begin

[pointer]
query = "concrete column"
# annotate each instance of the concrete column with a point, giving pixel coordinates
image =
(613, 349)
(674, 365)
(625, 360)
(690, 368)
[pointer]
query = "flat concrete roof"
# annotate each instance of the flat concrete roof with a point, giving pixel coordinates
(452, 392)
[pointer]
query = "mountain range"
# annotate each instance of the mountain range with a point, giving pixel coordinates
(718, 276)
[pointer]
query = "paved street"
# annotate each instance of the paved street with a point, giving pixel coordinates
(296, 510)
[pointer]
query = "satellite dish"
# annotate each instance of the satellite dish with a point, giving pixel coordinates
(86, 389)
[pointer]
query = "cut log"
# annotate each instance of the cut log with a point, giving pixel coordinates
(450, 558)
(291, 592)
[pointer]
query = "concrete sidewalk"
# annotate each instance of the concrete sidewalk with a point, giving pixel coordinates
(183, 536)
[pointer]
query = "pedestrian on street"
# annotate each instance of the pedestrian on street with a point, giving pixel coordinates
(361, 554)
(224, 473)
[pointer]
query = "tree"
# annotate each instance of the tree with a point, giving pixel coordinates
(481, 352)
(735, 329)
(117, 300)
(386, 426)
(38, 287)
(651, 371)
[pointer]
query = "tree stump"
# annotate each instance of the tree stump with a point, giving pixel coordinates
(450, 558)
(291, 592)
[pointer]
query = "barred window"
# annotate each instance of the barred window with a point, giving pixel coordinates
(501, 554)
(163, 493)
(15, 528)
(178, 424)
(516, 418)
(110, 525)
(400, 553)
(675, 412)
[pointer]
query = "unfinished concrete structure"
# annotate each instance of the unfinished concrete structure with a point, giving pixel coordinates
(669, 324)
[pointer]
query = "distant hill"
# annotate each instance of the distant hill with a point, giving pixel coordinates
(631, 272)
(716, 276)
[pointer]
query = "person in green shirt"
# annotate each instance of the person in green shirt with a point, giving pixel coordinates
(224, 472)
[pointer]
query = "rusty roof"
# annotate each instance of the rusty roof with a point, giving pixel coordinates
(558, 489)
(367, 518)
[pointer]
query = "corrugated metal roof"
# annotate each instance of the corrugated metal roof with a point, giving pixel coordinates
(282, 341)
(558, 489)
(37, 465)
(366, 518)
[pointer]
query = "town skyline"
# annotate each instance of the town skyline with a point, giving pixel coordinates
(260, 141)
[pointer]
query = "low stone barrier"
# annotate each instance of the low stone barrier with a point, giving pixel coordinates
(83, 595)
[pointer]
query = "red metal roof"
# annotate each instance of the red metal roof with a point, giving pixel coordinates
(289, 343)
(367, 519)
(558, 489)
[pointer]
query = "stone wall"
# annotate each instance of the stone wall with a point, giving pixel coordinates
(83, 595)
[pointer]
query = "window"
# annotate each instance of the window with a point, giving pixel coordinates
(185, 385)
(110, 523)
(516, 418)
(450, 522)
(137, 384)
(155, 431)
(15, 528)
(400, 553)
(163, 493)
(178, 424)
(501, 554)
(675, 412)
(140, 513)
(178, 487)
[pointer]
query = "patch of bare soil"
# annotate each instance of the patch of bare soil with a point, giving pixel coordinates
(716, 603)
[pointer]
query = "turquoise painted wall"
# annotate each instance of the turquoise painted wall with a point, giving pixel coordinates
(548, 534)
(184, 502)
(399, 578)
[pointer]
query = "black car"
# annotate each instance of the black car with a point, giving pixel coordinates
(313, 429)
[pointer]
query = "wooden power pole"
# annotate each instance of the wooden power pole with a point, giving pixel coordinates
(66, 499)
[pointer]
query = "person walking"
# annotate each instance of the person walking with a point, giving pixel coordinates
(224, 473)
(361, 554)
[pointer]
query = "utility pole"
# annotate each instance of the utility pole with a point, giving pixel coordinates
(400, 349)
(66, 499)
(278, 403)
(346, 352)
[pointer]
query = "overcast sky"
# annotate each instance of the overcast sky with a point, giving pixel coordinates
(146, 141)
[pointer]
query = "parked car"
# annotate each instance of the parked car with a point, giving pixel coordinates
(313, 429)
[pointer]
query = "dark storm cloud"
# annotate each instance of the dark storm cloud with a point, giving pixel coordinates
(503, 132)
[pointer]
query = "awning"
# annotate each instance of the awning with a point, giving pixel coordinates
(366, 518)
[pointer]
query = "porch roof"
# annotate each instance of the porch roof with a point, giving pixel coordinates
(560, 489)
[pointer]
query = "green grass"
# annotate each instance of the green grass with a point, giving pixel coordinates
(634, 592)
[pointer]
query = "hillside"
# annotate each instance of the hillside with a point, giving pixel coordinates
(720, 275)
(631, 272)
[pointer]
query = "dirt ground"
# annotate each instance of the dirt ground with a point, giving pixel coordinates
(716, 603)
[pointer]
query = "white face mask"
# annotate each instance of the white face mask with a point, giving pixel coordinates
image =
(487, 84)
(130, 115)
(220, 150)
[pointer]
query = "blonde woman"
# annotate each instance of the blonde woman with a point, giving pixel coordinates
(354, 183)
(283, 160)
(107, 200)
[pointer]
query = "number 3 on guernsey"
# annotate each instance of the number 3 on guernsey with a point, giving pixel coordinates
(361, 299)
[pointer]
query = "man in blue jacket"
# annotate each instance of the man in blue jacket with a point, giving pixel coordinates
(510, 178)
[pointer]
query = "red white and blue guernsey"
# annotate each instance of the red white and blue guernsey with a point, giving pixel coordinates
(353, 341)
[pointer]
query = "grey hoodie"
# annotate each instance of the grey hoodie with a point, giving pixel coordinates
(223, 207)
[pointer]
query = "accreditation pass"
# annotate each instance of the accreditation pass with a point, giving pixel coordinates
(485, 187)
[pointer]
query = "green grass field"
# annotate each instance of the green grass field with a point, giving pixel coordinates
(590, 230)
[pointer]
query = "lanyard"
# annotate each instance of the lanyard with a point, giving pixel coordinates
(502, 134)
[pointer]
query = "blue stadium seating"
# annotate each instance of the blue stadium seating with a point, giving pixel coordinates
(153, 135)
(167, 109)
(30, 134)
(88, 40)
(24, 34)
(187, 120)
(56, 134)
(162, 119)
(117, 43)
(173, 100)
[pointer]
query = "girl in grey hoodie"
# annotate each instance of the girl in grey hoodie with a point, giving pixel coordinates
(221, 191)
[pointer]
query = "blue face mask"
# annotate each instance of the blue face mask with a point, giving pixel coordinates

end

> [Short task]: Your task is to quote all of the data word for word.

> [Completed task]:
[pointer]
query = "concrete column"
# annotate each instance of the concrete column with a point, giving pixel coordinates
image =
(613, 349)
(674, 365)
(625, 360)
(690, 368)
[pointer]
query = "flat concrete roof"
# annotate each instance of the flat concrete roof with a point, giving pixel coordinates
(452, 392)
[pointer]
query = "mountain range"
# annotate each instance of the mountain range with a point, giving pixel coordinates
(718, 276)
[pointer]
query = "paved street"
# annotate each instance of the paved street with a point, giving pixel coordinates
(296, 510)
[pointer]
query = "satellite dish"
# annotate each instance of the satellite dish with a point, giving pixel coordinates
(86, 389)
[pointer]
query = "cut log"
# annotate each instance of the cut log with a point, giving pixel coordinates
(450, 558)
(291, 592)
[pointer]
query = "concrete sidewalk"
# annotate each instance of the concrete sidewalk with a point, giving pixel coordinates
(183, 536)
[pointer]
query = "pedestrian on street"
# annotate each instance of the pedestrian on street with a point, giving pixel coordinates
(361, 554)
(224, 473)
[pointer]
query = "tree"
# annotate each instance of the tree with a point, giving pixel coordinates
(481, 352)
(735, 329)
(117, 300)
(386, 426)
(38, 287)
(651, 371)
[pointer]
query = "tree stump"
# annotate each instance of the tree stump with a point, giving pixel coordinates
(450, 558)
(291, 592)
[pointer]
query = "barred window"
# annotate each instance of the barred window with a point, giving pixel coordinates
(501, 554)
(163, 493)
(15, 528)
(178, 424)
(516, 418)
(110, 525)
(400, 553)
(675, 412)
[pointer]
query = "unfinished concrete structure"
# annotate each instance of the unfinished concrete structure with a point, giving pixel coordinates
(669, 324)
[pointer]
query = "distant hill"
# annotate each instance of the distant hill with a point, giving pixel coordinates
(631, 272)
(716, 276)
[pointer]
query = "person in green shirt"
# annotate each instance of the person in green shirt with a point, giving pixel coordinates
(224, 472)
[pointer]
query = "rusty roof"
# annotate each instance of the rusty roof with a point, giving pixel coordinates
(558, 489)
(367, 518)
[pointer]
query = "corrugated metal roof"
# annotate each instance of the corrugated metal roof with a point, giving pixel coordinates
(282, 341)
(558, 489)
(37, 465)
(366, 518)
[pointer]
query = "town skyline"
# annotate each instance of the town skyline with a point, giving pixel coordinates
(260, 141)
[pointer]
query = "low stone barrier"
# annotate each instance of the low stone barrier with a point, giving pixel coordinates
(83, 595)
[pointer]
query = "red metal roof"
# annotate each instance of the red metal roof with a point, giving pixel coordinates
(289, 343)
(367, 519)
(558, 489)
[pointer]
query = "stone wall"
# annotate each instance of the stone wall with a point, giving pixel coordinates
(83, 595)
[pointer]
query = "window"
# annotate each instance of the window with a point, giving pixel coordinates
(185, 385)
(110, 523)
(516, 418)
(450, 522)
(137, 384)
(155, 431)
(15, 528)
(400, 553)
(163, 493)
(178, 424)
(501, 554)
(675, 412)
(140, 513)
(178, 487)
[pointer]
query = "patch of bare soil"
# annotate each instance of the patch of bare soil with a point, giving pixel coordinates
(716, 603)
[pointer]
query = "turquoise painted wall"
# annotate each instance of the turquoise painted wall with a point, giving pixel coordinates
(548, 534)
(184, 502)
(399, 578)
[pointer]
query = "black car"
# annotate each instance of the black car with a point, giving pixel coordinates
(313, 429)
[pointer]
query = "wooden power pole"
# annotate each instance of the wooden power pole with a point, giving pixel coordinates
(66, 499)
[pointer]
query = "person walking"
# annotate each instance of the person walking with a point, giving pixel coordinates
(224, 473)
(361, 554)
[pointer]
query = "utility pole"
# annotate each instance of the utility pole with a point, giving pixel coordinates
(400, 349)
(66, 499)
(278, 403)
(346, 352)
[pointer]
query = "overcast sky"
# annotate each instance of the overcast sky with a point, giving pixel coordinates
(146, 141)
[pointer]
query = "parked car"
# annotate each instance of the parked car with a point, giving pixel coordinates
(313, 429)
[pointer]
query = "dark storm cloud"
# annotate each instance of the dark storm cloud with a point, giving pixel coordinates
(503, 132)
[pointer]
query = "awning"
# annotate each instance of the awning with a point, giving pixel coordinates
(366, 518)
[pointer]
query = "porch roof"
# annotate each instance of the porch roof with a point, giving pixel coordinates
(560, 489)
[pointer]
query = "green grass"
# annotate each instance of the green grass with a point, giving pixel coordinates
(634, 592)
[pointer]
query = "hillside"
# annotate each instance of the hillside with a point, giving pixel coordinates
(720, 275)
(631, 272)
[pointer]
query = "dirt ground"
# annotate each instance of the dirt ground with a point, giving pixel coordinates
(716, 603)
[pointer]
query = "white face mask"
# annotate each instance of the white face mask with a point, giving pixel coordinates
image =
(487, 84)
(130, 115)
(220, 150)
[pointer]
query = "blonde woman"
# annotate each instance of the blonde woman with a point, giving pixel coordinates
(354, 183)
(283, 160)
(107, 200)
[pointer]
query = "number 3 on guernsey"
# annotate each instance of the number 3 on guernsey with a point, giving pixel coordinates
(361, 299)
[pointer]
query = "man in blue jacket"
# annotate each instance of the man in blue jacket with a point, giving pixel coordinates
(510, 178)
[pointer]
query = "red white and blue guernsey"
# annotate each instance of the red white and blue guernsey with a point, giving pixel coordinates
(353, 341)
[pointer]
query = "grey hoodie"
# annotate each instance of the grey hoodie with a point, giving pixel coordinates
(223, 207)
[pointer]
query = "accreditation pass"
# annotate each instance of the accreditation pass with a point, giving pixel coordinates
(485, 187)
[pointer]
query = "green grass field"
# annotate each instance of the green grass field with a point, giving pixel coordinates
(590, 230)
[pointer]
query = "lanyard"
# annotate each instance of the lanyard with a point, giving pixel coordinates
(502, 134)
[pointer]
query = "blue stadium seating"
# annotate each instance of the blue stadium seating with a point, giving pixel coordinates
(153, 135)
(167, 109)
(30, 134)
(88, 40)
(24, 34)
(187, 120)
(56, 134)
(162, 119)
(117, 43)
(173, 100)
[pointer]
query = "girl in grey hoodie"
# annotate each instance of the girl in grey hoodie with a point, giving pixel coordinates
(221, 191)
[pointer]
query = "blue face mask"
# annotate each instance of the blue face mask with a point, giving pixel coordinates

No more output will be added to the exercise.